#### [Extrait du document]
▬▬▬▬▬▬▬▬▬▬

Passer par les pierres pour explorer le champ du vivant, c’est pratiquer une radicale dissociation d’idées et les détacher des propriétés d’inertie, de fixité et de stérilité qu’on leur confère et qui ont rejoint à présent le stock des savoirs rationnels ordinaires relatifs aux minéraux (Adell 2011). Mais il faut pour cela exclure de notre analyse des pierres dont la vie est en quelque sorte prêtée par un geste radical de transformation (la taille, par exemple) ou par un être animé (des pierres vivantes, car « possédées ») et qui obéissent aux lois du vivant au lieu de les remettre en cause. C’est le cas des fossiles et plus encore des coraux, qui n’ont pas oublié de respirer. Et nous n’examinerons pas non plus ces pierres « habitées » — par des fées, des elfes ou toute autre entité et que l’on trouve sous diverses latitudes. Elles ne sont vivantes que par délégation. Plus exactement, elles sont animées par des forces qui, aussi bien, auraient pu jeter leur dévolu sur d’autres. Elles ne tirent pas leur vie d’elles-mêmes. Ainsi, nous avons tenu à considérer des pierres pour lesquelles le degré de relations sociales avec les humains serait ramené à son expression la plus ordinaire. Notre hypothèse est qu’il y a des caractéristiques propres aux pierres qui sont repérées par les humains et les informent sur ce que peut être la vie : la capacité d’une pierre à bloquer la lumière, à empêcher le passage d’un humain ou d’un animal, à résister à l’érosion, etc. Il existe également des pierres qui entrent dans des sociabilités diverses et plus ou moins intenses au cours de leur vie : les pierres illa font l’objet d’actions techniques de la part des bergers qui en ont la charge et qui leur sont « utiles ». Mais pour ces derniers, elles mènent aussi leur vie indépendamment des actions des humains. Il existe donc un agir lithique que certains collectifs ne voient pas comme le résultat d’une action humaine et qu’ils peuvent rattacher à un principe de vie.

▬▬▬▬▬▬▬▬▬▬

#### [Matériel fourni]
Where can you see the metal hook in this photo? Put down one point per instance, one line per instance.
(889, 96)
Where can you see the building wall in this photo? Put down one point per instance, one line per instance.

▬▬▬▬▬▬▬▬▬▬

#### [Consignes]
**a)** Dans l'extrait sur les pierres et le vivant, traduisez en anglais la phrase « Elles ne tirent pas leur vie d’elles-mêmes. »
**b)** Poursuivez l'extrait sur les pierres et le vivant à partir de sa dernière phrase.

#### [Réponses par consigne]
**a)** They do not draw their life from themselves.

**b)**
Ce fort resserrement présente selon nous un intérêt heuristique et méthodologique. D’une part, cela permet de réduire les facteurs explicatifs simples de la vie des pierres (en fait, c’est un esprit, un animal fossilisé, etc.) et de donner au monde lithique une chance réelle de mettre en cause ce qu’est être vivant. Cela offre à tout le moins la possibilité de ne pas réduire la manifestation du vivant à l’expression de la « force », de la « puissance » ou du « pouvoir », qui sont les valeurs attachées aux pierres étudiées jusqu’à présent par les ethnologues[10].

Certaines pierres des Andes, mais aussi ailleurs dans le monde, les pierres « branlantes », les sailing stones ou les pierres « percées », nous ont montré en effet que le vivant ne tient pas seulement dans le pouvoir ou la force agissante (même si elles peuvent aussi en avoir), mais également là où le pouvoir se manifeste par une résistance, une tenue, un équilibre instable, un rayonnement (visible ou invisible : pensons aux phosphores, aux roches magnétiques ou radioactives), une durée et une dureté. Nous suggérons donc d’étudier les pierres pour elles-mêmes et non pour ce qu’elles confèrent aux humains, en somme de passer de la vie sociale des pierres à l’étude de la vie depuis les pierres ou de la vie des pierres. Pour cela, nous avons suivi deux directions. La première a consisté à considérer que les pierres obéissaient aux mêmes signes de vie que les autres êtres vivants, mais à une échelle très différente. La seconde a offert d’explorer de nouveaux signes. Mais, rapidement, les deux directions ont semblé inséparables. Le changement d’échelles modifiait la nature des signes observés et faisait en apercevoir d’autres ; les nouveaux signes invitaient à la multiplication des focales et des angles de vue. En définitive, nous postulons que l’absence de signes de vie n’est pas nécessairement l’absence de vie ; le manque ou le défaut est avant tout une invitation à repenser, à partir de situations singulières, les signes en question.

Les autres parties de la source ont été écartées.